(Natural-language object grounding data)

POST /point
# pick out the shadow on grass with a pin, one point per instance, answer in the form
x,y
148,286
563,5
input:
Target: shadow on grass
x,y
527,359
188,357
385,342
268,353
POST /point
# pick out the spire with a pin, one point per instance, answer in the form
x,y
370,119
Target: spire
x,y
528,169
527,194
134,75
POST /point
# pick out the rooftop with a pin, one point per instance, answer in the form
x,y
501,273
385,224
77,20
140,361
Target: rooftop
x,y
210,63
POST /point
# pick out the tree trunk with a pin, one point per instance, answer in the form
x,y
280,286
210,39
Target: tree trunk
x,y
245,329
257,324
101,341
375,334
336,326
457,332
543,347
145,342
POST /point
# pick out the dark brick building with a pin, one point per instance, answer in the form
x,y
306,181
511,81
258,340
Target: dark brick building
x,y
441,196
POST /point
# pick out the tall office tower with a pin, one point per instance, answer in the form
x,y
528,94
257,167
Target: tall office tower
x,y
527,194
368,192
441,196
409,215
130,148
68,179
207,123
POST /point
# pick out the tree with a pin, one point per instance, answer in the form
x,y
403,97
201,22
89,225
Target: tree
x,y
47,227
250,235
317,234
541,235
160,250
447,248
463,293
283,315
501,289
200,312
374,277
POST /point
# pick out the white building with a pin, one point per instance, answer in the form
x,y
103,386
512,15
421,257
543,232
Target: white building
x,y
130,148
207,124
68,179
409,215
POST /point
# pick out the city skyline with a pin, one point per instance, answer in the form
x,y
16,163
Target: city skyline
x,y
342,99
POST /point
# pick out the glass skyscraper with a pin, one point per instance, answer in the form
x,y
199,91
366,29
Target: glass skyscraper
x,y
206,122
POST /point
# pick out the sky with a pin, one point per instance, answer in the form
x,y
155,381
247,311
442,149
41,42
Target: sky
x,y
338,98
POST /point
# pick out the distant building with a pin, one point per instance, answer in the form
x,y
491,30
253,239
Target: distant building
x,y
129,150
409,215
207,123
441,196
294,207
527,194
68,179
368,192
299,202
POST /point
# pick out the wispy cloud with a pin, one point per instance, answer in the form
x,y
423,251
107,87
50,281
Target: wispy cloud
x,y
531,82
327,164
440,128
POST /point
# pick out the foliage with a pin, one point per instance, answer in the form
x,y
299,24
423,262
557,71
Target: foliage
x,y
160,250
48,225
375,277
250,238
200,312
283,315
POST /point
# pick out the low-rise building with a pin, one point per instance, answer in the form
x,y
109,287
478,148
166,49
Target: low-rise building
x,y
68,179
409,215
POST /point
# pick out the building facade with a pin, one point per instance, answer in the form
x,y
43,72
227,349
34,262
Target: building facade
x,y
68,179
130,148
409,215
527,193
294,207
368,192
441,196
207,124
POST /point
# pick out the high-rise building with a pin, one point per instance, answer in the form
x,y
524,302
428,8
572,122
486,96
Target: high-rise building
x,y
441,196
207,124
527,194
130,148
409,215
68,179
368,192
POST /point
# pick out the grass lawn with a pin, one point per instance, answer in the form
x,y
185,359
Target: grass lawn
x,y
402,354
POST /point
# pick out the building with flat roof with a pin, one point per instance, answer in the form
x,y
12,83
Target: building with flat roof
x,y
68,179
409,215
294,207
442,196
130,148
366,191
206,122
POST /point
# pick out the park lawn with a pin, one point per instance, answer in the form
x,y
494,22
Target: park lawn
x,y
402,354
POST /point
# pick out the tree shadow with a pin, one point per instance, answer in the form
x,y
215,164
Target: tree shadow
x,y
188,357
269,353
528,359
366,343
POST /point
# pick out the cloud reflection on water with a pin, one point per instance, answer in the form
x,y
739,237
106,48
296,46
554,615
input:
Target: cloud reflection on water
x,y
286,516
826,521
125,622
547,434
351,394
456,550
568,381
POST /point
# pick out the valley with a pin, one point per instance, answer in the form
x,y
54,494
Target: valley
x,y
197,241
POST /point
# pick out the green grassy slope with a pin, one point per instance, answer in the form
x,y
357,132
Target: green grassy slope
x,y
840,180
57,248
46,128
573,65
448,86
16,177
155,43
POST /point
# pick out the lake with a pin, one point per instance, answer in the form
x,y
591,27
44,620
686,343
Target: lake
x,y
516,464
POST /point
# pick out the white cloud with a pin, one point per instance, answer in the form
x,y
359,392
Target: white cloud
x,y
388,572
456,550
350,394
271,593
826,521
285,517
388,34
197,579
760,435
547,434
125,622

TASK DETAILS: Word for word, print every line above.

EXERCISE RESULT:
POST /point
# pick out the shadow on grass with a pin, one point per instance, answer in the form
x,y
148,286
563,5
input:
Target: shadow on grass
x,y
527,359
188,357
385,342
268,353
POST /point
# pick out the spire with a pin, one point per instance, answer in the form
x,y
370,119
Target: spire
x,y
528,169
527,194
134,75
POST /point
# pick out the rooftop with a pin, one point per instance, answer in the form
x,y
501,273
385,224
77,20
140,361
Target: rooftop
x,y
210,63
POST /point
# pick out the tree trunk with a pin, one point per instance, answer in the form
x,y
280,286
210,39
Target: tree trunk
x,y
245,329
257,324
101,341
375,334
336,326
457,332
543,347
145,342
POST /point
# pick out the dark brick building with a pin, one point per instance, answer in the form
x,y
306,181
511,81
258,340
Target: dark brick building
x,y
441,196
POST /point
# pick out the tall office tower with a pin, one point per instance, answer in the form
x,y
528,94
257,167
Target: tall office tower
x,y
527,194
368,192
441,196
409,215
130,148
68,179
207,123
POST /point
# pick out the tree with a pin, one point per instance, answer in the form
x,y
403,97
201,22
89,225
Target: tree
x,y
47,227
250,235
317,234
541,235
160,250
447,248
463,293
283,315
501,289
200,312
374,277
POST /point
# pick out the white building with a pin, one point per instance, answer in the form
x,y
103,386
512,15
421,257
543,232
Target: white building
x,y
130,148
207,124
68,179
409,215
POST /point
# pick out the city skyline with a pin, one point per instance, answer in the form
x,y
16,163
Target: city skyline
x,y
342,99
POST /point
# pick out the glass skyscraper with a pin, one point per instance, answer in the form
x,y
199,91
366,29
Target: glass skyscraper
x,y
206,122
POST /point
# pick out the sky with a pin, one point per instance, answer in the form
x,y
155,381
247,311
442,149
41,42
Target: sky
x,y
338,98
POST /point
# pick out the distant building with a pin, one point per instance, answer in the form
x,y
491,30
253,239
Target: distant building
x,y
129,150
409,215
207,123
441,196
294,207
527,194
68,179
368,192
299,202
POST /point
# pick out the wispy cloud with a pin, one point per instance, answer in the form
x,y
423,251
107,87
50,281
Target: wispy cloud
x,y
531,82
327,164
440,128
POST /point
# pick out the foliage with a pin, one point per instance, answer in the form
x,y
299,24
423,262
557,71
Target: foliage
x,y
160,250
48,225
375,277
250,238
200,312
283,315
POST /point
# pick out the low-rise building with a pin, one point per instance, answer in the form
x,y
109,287
478,148
166,49
Target: low-rise building
x,y
68,179
409,215
POST /point
# pick out the building facade with a pin, one point per instance, answer in the form
x,y
43,72
227,349
34,262
Target: building facade
x,y
68,179
130,148
409,215
527,193
294,207
368,192
441,196
207,124
POST /point
# pick out the high-rise building with a pin, one point per instance, answer in the form
x,y
524,302
428,8
572,122
486,96
Target: high-rise building
x,y
441,196
207,124
527,194
130,148
409,215
68,179
368,192
POST /point
# pick out the grass lawn with a pin, one point per instance, answer in the form
x,y
185,359
Target: grass lawn
x,y
402,354
POST /point
# pick out the building with flat roof with a pin, one point per instance, answer in the form
x,y
12,83
Target: building with flat roof
x,y
68,179
409,215
294,207
442,196
130,148
366,191
206,122
POST /point
# pick out the park lawn with a pin, one point per instance, answer in the form
x,y
494,22
Target: park lawn
x,y
402,354
POST /point
# pick out the tree shadow with a pin, one point per instance, answer in the form
x,y
215,164
Target: tree shadow
x,y
188,357
269,353
528,359
366,343
POST /point
# pick out the cloud reflection on water with a pin, one point per instance, answer in the form
x,y
739,237
106,48
296,46
554,615
input:
Target: cloud reflection on water
x,y
286,516
826,521
125,622
547,434
351,394
456,550
568,381
POST /point
# pick out the valley with a pin, one point per instance, answer in the form
x,y
54,494
Target: valley
x,y
197,241
POST /point
# pick out the green grassy slope with a pin, one point per instance, answer in the form
x,y
357,132
Target: green grassy slope
x,y
840,180
57,248
46,128
573,65
448,86
16,177
155,43
POST /point
# pick out the lake with a pin, one point per instance, answer in the form
x,y
591,27
44,620
686,343
Target: lake
x,y
516,464
POST /point
# pick out the white cloud with a pin, one point per instance, answer in the form
x,y
359,392
Target: white cloud
x,y
388,572
456,550
350,394
271,593
826,521
285,517
388,34
197,579
760,435
547,434
125,622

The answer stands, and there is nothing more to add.